Task 1:
Do these statements agree with the forum thread below? Answer yes or no for each, and quote the words from the thread that decide it.
(a) Applying changes after reconfiguring a single interface takes between 30 and 60 seconds.
(b) The author set max_execution_time to 3000 as a temporary fix.
(c) Rebooting the system is the author's preferred approach.
Task 2:
In the forum thread below, how many interfaces were reconfigured as expected before the error message appeared?
Task 3:
What approaches to the problem does the author list in the forum thread below? Give all of them.

Page excerpt:
----

I'm currently getting the following error message whenever a hit "Apply Changes" in interface configuration:

PHP Fatal error:  Maximum execution time of 300 seconds exceeded in /usr/local/etc/inc/plugins.inc.d/ipsec.inc on line 144
Occasionally it's in a different file, but I don't think that matters. After some examination I have a good idea of what's happening and I know what I've done, so I'm aware what's caused it. If I'm not totally wrong, I know a way that should fix this once and for good - I just don't know how to do it.

I was tasked with reconfiguring some 80 interfaces - a rather simple change of the respective interface IPs. Applying changes after one interface takes between 30 and 60 seconds. Don't know why it takes so long, but it doesn't really matter. We have a rather big setup which is working just fine, so this is not a problem as that kind of change is not something that we do frequently. Rather than doing something every single minute or so I figured it might be a good idea to do a bulk change meaning I reconfigure a greater number of interfaces, then hit "Apply changes" and have much longer time that I can use to do something else. This was a bad idea, because after some time I get the error message mentioned above. About 20 interfaces have been reconfigured as expected - the other ones haven't. Hitting "Apply changes" will start the whole process from the very beginning, which I suppose is "by design".

I can think of three different approaches to this problem - in order of preference:

  • Applying changes to each interface individually on CLI.
  • Temporarily increasing PHP max_exection_time.
  • Rebooting the system.

So far I haven't found a way to do (1) and I'm open for suggestions. As for (2), I have tried modifying max_exection_time in /usr/local/etc/php.ini as well as in /usr/local/lib/php.ini, which are the only places where max_execution_time=300 is being set. (I changed the value to 3000 as this is only meant to be a temporary fix.) However, that doesn't seem to change anything. Rebooting the system (3) would cause a downtime that I'd like to avoid. This will be my last option if everything else fails.

Thanks
Thomas
#7
Sadly, I just found out why there are no more error messages: The whole CP is down... :-(

According to the log files, the service is starting normally, but ports 8000 and 9000 are closed. We checked the limits (ulimit -a) for root and www users - no problem there. Any ideas?

----

Data section:
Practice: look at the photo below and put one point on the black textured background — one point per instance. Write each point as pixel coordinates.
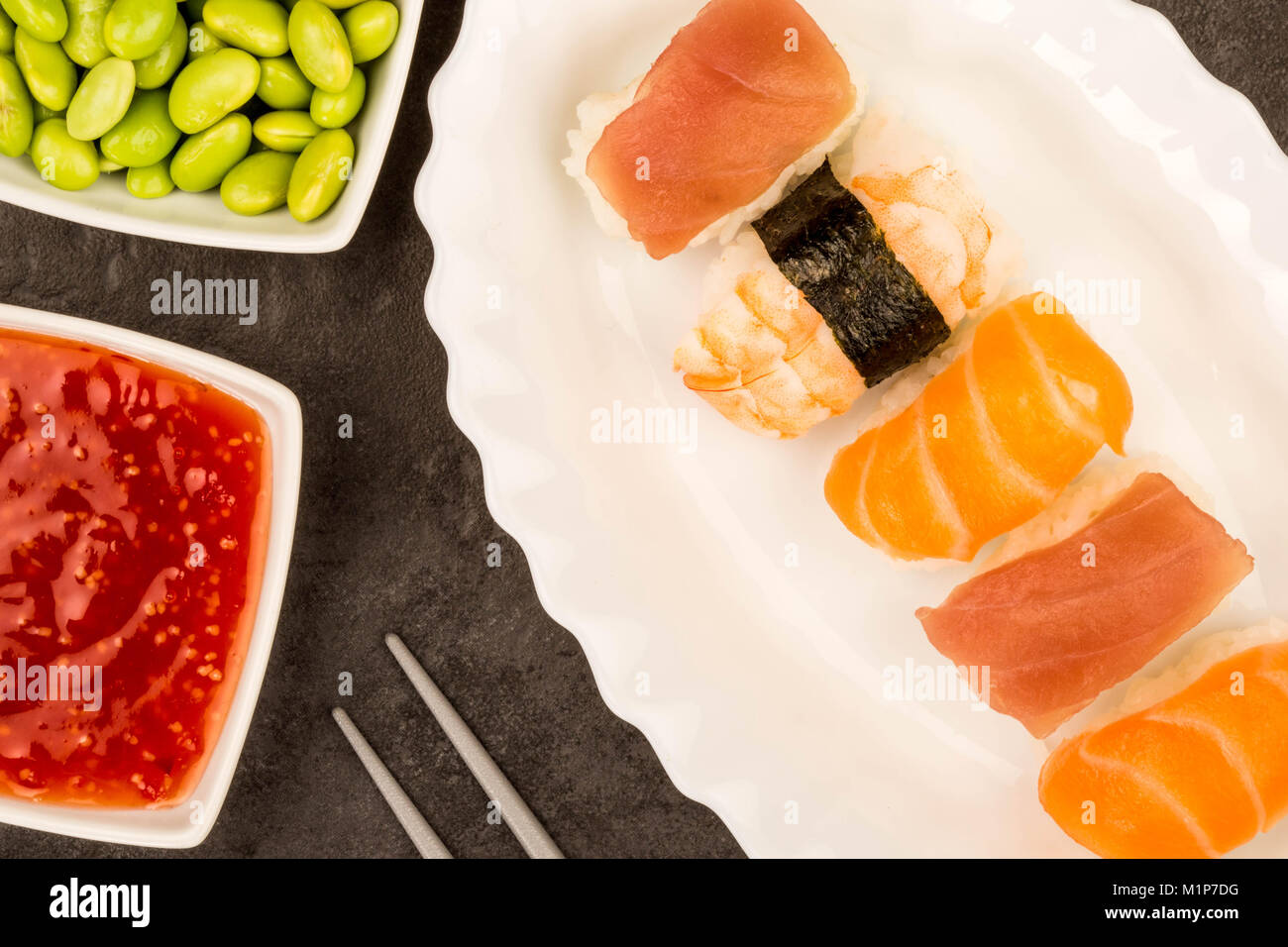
(394, 530)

----

Task output 1:
(a) Yes: "Applying changes after one interface takes between 30 and 60 seconds."
(b) Yes: "I changed the value to 3000 as this is only meant to be a temporary fix."
(c) No: "Rebooting the system (3) would cause a downtime that I'd like to avoid. This will be my last option if everything else fails."

Task output 2:
About 20 interfaces.

Task output 3:
- Applying changes to each interface individually on CLI.
- Temporarily increasing PHP max_exection_time.
- Rebooting the system.